══ Texto de leitura

Além disso, há temas e situações que exigem da parte
dos positivistas uma postura mais enérgica e dura, o que também se afasta um
pouco do aspecto mais cultual e afetivo das prédicas. Como vivemos em uma
sociedade de liberdades – característica que, aliás, é ativamente defendida
pela Religião da Humanidade –, todos têm liberdade de manifestar-se a respeito
do Positivismo; todavia, um aspecto chocante dos supostos “debates” públicos
que envolvem o Positivismo (em termos doutrinários e/ou em termos históricos) é
que se fala muito do Positivismo mas é-nos terminantemente proibida a nossa
própria manifestação. Dois casos são exemplares a respeito.

════

Ações a realizar:
A) Segundo o texto sobre o Positivismo, qual característica da sociedade é ativamente defendida pela Religião da Humanidade?
B) Transcreva fielmente o trecho do texto sobre o Positivismo que começa em "Além disso, há" e termina em "exemplares a respeito.".

══ Dados extraídos

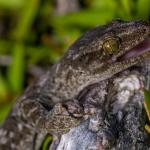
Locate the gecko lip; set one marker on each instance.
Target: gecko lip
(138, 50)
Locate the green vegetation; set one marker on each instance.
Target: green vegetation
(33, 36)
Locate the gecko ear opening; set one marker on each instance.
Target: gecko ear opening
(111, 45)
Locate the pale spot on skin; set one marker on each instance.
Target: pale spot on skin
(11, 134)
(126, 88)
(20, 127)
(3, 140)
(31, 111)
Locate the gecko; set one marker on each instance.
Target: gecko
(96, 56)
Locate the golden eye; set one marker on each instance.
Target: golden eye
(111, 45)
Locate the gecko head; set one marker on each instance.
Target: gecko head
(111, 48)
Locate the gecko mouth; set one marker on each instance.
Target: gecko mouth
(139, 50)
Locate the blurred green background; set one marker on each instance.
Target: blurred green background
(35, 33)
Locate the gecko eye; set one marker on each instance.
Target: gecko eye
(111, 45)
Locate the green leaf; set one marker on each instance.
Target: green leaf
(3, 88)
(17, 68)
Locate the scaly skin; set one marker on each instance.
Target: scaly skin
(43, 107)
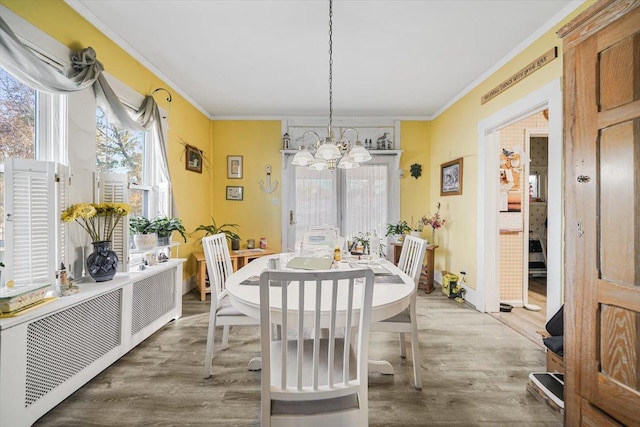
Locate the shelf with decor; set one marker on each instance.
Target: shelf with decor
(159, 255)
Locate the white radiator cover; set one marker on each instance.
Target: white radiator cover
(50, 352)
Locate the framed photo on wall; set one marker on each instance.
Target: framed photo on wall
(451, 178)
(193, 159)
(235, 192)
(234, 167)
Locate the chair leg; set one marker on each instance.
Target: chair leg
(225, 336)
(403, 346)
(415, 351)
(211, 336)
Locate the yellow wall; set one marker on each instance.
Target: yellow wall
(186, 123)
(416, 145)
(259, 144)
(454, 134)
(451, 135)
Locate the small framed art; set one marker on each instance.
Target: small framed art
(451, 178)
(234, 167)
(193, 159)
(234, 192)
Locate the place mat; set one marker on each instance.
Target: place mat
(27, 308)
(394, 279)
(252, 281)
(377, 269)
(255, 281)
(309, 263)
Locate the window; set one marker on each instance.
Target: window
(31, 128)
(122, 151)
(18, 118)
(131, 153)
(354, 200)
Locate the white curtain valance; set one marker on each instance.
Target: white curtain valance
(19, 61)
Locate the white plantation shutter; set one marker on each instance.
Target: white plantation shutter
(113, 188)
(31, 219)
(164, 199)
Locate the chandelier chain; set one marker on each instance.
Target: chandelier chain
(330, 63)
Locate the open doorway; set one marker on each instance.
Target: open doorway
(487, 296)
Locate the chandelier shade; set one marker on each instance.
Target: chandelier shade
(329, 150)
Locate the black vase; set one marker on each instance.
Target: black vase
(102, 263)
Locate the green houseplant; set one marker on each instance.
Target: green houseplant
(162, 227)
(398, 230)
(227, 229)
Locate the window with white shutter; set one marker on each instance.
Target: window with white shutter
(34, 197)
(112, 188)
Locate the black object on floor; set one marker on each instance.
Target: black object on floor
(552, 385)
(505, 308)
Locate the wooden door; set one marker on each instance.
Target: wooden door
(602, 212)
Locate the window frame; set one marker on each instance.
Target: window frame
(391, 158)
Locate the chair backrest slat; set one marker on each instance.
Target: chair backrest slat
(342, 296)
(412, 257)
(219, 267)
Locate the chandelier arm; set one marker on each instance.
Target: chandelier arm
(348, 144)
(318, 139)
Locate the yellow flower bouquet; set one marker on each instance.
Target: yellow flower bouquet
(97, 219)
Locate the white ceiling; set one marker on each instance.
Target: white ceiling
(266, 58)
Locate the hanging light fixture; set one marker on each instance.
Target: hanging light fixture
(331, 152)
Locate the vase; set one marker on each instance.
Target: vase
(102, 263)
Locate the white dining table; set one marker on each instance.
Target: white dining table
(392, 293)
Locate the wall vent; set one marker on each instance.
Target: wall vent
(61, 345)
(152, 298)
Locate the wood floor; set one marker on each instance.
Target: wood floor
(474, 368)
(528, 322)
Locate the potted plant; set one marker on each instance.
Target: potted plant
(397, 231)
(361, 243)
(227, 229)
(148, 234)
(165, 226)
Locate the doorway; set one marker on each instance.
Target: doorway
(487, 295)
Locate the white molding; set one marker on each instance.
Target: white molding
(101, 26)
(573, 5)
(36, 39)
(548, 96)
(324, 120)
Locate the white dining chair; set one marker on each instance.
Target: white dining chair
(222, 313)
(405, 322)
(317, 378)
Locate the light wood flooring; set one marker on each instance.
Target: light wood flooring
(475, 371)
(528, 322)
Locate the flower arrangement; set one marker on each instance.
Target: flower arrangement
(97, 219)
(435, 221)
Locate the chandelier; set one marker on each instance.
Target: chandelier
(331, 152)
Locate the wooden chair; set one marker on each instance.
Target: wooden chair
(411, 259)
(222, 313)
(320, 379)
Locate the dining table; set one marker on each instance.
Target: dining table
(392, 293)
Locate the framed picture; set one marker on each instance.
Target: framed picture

════

Respostas às tarefas:
A) A liberdade, por vivermos em uma sociedade de liberdades.

B)
Além disso, há temas e situações que exigem da parte
dos positivistas uma postura mais enérgica e dura, o que também se afasta um
pouco do aspecto mais cultual e afetivo das prédicas. Como vivemos em uma
sociedade de liberdades – característica que, aliás, é ativamente defendida
pela Religião da Humanidade –, todos têm liberdade de manifestar-se a respeito
do Positivismo; todavia, um aspecto chocante dos supostos “debates” públicos
que envolvem o Positivismo (em termos doutrinários e/ou em termos históricos) é
que se fala muito do Positivismo mas é-nos terminantemente proibida a nossa
própria manifestação. Dois casos são exemplares a respeito.